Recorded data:
+++++

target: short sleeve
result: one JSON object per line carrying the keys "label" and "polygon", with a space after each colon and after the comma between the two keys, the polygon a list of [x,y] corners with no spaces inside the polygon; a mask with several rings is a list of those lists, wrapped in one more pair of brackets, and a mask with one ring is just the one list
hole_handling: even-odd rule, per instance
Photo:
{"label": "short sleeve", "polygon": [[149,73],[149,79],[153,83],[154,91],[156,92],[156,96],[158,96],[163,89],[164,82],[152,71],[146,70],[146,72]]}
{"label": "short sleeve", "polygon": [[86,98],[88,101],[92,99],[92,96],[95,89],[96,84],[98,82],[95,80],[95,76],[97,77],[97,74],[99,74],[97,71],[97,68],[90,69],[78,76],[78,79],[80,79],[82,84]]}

+++++

# [EXERCISE GOAL]
Reproduce the full listing exactly.

# [RESULT OF THE EXERCISE]
target: short sleeve
result: one JSON object per line carrying the keys "label" and "polygon", with a space after each colon and after the comma between the two keys, the polygon a list of [x,y] corners with no spaces inside the polygon; a mask with several rings is a list of those lists, wrapped in one more pair of brackets, and a mask with one ring is just the one list
hole_handling: even-odd rule, per instance
Photo:
{"label": "short sleeve", "polygon": [[149,73],[149,79],[153,83],[154,91],[156,92],[156,96],[158,96],[163,89],[164,82],[152,71],[146,70],[146,72]]}
{"label": "short sleeve", "polygon": [[86,98],[88,101],[92,99],[92,96],[95,89],[96,84],[98,82],[95,80],[95,76],[97,77],[97,74],[99,74],[97,71],[97,68],[90,69],[78,76],[78,79],[80,79],[82,84]]}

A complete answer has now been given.